*WHAT IS NEEDED*
In the entries below, find the line containing "Given the scene depicted in the image, detect the white ceiling.". Copy it and all lines after it, exactly, through the end.

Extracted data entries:
Segment Open

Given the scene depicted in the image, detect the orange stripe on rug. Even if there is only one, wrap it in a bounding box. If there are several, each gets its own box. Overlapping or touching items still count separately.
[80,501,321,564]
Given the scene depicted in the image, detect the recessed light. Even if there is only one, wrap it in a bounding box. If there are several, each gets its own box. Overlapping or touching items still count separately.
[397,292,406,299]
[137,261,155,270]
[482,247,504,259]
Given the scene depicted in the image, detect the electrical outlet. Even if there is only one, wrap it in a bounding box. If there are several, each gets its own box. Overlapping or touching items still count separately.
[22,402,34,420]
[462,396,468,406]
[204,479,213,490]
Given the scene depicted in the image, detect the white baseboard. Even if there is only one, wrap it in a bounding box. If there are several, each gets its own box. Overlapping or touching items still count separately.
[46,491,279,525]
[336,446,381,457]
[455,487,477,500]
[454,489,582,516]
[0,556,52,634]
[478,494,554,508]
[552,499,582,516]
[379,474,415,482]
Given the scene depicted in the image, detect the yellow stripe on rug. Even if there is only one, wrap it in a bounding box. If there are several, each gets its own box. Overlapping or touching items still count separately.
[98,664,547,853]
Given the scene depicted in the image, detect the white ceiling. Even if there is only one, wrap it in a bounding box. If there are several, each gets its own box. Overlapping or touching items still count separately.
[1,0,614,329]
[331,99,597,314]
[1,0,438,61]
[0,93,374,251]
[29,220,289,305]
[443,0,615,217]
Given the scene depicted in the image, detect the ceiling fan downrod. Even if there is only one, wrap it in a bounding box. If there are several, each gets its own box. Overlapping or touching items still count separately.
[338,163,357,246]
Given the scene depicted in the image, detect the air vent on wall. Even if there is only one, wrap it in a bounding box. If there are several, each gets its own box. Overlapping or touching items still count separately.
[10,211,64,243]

Segment Closed

*TASK ANSWER*
Given the scene depicted in the image, detect the white ceiling. Even if there is only one, wrap it in a bounding box. If there are several, each gets its own box. Overlapping or touching items still count separately.
[1,0,614,329]
[331,99,597,314]
[1,0,438,61]
[0,93,374,251]
[29,220,289,305]
[443,0,615,217]
Given the scene depicted in the image, detect the ceiling fan downrod. Even if there is only one, wrap it in a bounding box. If there are several, each gets its own box. Overlapping or touching items still count separately.
[338,163,357,246]
Given the scene depicted in the image, detect the air vent on wall. Even if there is only one, wrap it in a bounding box. If there are several, each gets its own box. Overlapping or touching items still count separately.
[10,211,64,243]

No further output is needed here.